(Records from a dataset)
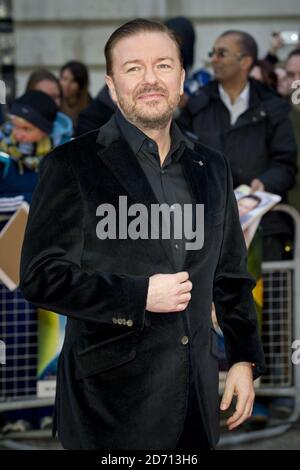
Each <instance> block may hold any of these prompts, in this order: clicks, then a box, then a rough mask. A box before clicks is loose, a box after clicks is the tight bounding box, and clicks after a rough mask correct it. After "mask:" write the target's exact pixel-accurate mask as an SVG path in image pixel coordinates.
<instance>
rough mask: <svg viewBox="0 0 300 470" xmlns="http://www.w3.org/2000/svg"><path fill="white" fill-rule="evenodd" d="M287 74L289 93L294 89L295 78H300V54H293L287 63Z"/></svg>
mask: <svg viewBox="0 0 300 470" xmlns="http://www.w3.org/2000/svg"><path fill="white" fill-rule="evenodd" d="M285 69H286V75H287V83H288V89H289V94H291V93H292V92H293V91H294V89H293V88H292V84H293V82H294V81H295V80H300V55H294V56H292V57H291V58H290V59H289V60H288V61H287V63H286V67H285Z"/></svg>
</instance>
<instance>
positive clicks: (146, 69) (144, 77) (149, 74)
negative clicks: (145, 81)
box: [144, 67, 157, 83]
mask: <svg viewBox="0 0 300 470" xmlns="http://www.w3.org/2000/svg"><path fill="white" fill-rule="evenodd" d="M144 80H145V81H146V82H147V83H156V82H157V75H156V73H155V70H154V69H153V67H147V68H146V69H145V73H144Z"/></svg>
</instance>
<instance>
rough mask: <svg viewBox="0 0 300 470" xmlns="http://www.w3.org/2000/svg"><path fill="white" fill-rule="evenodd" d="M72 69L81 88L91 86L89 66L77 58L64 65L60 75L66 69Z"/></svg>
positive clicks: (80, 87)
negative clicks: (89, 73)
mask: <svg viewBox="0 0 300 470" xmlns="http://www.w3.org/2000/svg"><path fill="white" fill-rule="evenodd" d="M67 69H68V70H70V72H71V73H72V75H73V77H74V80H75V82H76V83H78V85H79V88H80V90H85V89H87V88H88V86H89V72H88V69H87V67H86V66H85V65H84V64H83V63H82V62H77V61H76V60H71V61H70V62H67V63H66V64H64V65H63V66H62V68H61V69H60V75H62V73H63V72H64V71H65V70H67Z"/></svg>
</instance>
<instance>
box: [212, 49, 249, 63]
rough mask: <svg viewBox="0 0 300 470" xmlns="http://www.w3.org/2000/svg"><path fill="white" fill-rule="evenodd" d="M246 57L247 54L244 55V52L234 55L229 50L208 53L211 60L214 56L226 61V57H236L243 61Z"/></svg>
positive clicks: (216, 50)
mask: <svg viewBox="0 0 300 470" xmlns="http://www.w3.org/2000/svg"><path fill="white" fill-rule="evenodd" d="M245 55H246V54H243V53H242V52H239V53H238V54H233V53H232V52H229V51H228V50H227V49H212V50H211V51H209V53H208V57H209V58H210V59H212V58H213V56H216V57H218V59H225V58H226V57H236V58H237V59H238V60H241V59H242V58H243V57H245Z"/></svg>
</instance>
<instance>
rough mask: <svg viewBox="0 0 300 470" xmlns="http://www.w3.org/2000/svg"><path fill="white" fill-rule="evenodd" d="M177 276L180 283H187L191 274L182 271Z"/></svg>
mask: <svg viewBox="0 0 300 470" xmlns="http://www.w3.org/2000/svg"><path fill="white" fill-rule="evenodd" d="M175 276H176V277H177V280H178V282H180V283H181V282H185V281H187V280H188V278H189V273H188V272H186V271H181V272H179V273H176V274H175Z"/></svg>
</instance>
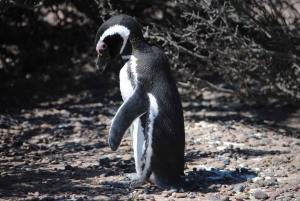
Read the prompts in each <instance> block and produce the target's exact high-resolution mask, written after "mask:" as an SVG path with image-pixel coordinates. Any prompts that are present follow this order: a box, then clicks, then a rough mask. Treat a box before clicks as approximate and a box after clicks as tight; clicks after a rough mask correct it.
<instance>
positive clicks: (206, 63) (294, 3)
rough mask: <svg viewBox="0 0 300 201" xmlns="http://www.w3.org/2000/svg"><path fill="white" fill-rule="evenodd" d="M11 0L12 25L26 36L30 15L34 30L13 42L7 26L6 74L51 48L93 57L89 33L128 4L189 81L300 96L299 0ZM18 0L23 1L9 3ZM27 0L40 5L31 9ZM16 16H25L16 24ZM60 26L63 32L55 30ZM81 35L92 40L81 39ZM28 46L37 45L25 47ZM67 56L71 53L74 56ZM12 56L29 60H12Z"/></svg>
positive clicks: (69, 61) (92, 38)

How to complete this task: Return every line of the records above word for word, but leave out the pictures.

Output of the task:
Each <instance> block may hold any of these prompts, in this order: clicks, then a box, then a rough mask. A box before clicks is loose, a box after clicks is the tight bounding box, and clicks after a rough mask correct it. After "mask:" write the target's exact pixel-accurate mask as an SVG path in image pixel coordinates.
<instance>
rough mask: <svg viewBox="0 0 300 470" xmlns="http://www.w3.org/2000/svg"><path fill="white" fill-rule="evenodd" d="M287 74L289 93L294 89L295 78H300V54H293L287 63Z"/></svg>
mask: <svg viewBox="0 0 300 470" xmlns="http://www.w3.org/2000/svg"><path fill="white" fill-rule="evenodd" d="M285 69H286V75H287V83H288V89H289V94H291V93H292V92H293V91H294V89H293V88H292V84H293V82H294V81H295V80H300V55H294V56H292V57H291V58H290V59H289V60H288V61H287V63H286V67H285Z"/></svg>
</instance>
<instance>
positive clicks: (146, 69) (144, 77) (149, 74)
negative clicks: (145, 81)
box: [144, 67, 157, 83]
mask: <svg viewBox="0 0 300 470" xmlns="http://www.w3.org/2000/svg"><path fill="white" fill-rule="evenodd" d="M144 80H145V81H146V82H147V83H156V82H157V75H156V73H155V70H154V69H153V67H147V68H146V69H145V73H144Z"/></svg>
</instance>
<instance>
rough mask: <svg viewBox="0 0 300 470" xmlns="http://www.w3.org/2000/svg"><path fill="white" fill-rule="evenodd" d="M72 69L81 88L91 86L89 66L77 58L64 65L60 75L66 69Z"/></svg>
positive clicks: (80, 87)
negative clicks: (89, 73)
mask: <svg viewBox="0 0 300 470" xmlns="http://www.w3.org/2000/svg"><path fill="white" fill-rule="evenodd" d="M67 69H68V70H70V72H71V73H72V75H73V77H74V80H75V82H76V83H78V85H79V88H80V90H85V89H87V88H88V86H89V72H88V69H87V67H86V66H85V65H84V64H83V63H82V62H77V61H76V60H71V61H70V62H67V63H66V64H64V65H63V66H62V68H61V69H60V75H62V73H63V72H64V71H65V70H67Z"/></svg>
</instance>
<instance>
box: [212, 49, 249, 63]
rough mask: <svg viewBox="0 0 300 470" xmlns="http://www.w3.org/2000/svg"><path fill="white" fill-rule="evenodd" d="M246 57L247 54L244 55V52L234 55L229 50L208 53L211 60L214 56L226 61V57H236L243 61Z"/></svg>
positive clicks: (216, 50)
mask: <svg viewBox="0 0 300 470" xmlns="http://www.w3.org/2000/svg"><path fill="white" fill-rule="evenodd" d="M245 55H246V54H243V53H242V52H239V53H238V54H233V53H232V52H229V51H228V50H227V49H212V50H211V51H209V53H208V57H209V58H210V59H212V58H213V56H216V57H218V59H225V58H226V57H236V58H237V59H238V60H241V59H242V58H243V57H245Z"/></svg>
</instance>
<instance>
rough mask: <svg viewBox="0 0 300 470" xmlns="http://www.w3.org/2000/svg"><path fill="white" fill-rule="evenodd" d="M177 276L180 283H187L191 274L182 271Z"/></svg>
mask: <svg viewBox="0 0 300 470" xmlns="http://www.w3.org/2000/svg"><path fill="white" fill-rule="evenodd" d="M175 276H176V277H177V280H178V282H180V283H181V282H185V281H187V280H188V278H189V273H188V272H186V271H181V272H179V273H176V274H175Z"/></svg>
</instance>
Read the prompts in each <instance> block and produce the target's exact high-resolution mask, written after "mask:" as an SVG path with image-pixel coordinates. Any prompts that are present follow this order: a box, then clicks, then a rough mask. Treat a box before clicks as approximate and a box after clicks as tight; clicks after a rough mask correct it.
<instance>
positive clicks: (206, 63) (294, 3)
rough mask: <svg viewBox="0 0 300 201" xmlns="http://www.w3.org/2000/svg"><path fill="white" fill-rule="evenodd" d="M11 0L12 25L26 36L30 15L34 30L13 42L7 26L6 74L51 48L93 57L89 33L128 4L189 81L300 96L299 0ZM18 0L23 1L9 3ZM27 0L40 5L31 9ZM16 16H25L16 24ZM60 26L63 32L55 30ZM81 35L92 40L81 39ZM28 46L37 45L25 47ZM67 56L71 53L74 56ZM12 56L29 60H12Z"/></svg>
positive clicks: (69, 61) (92, 38)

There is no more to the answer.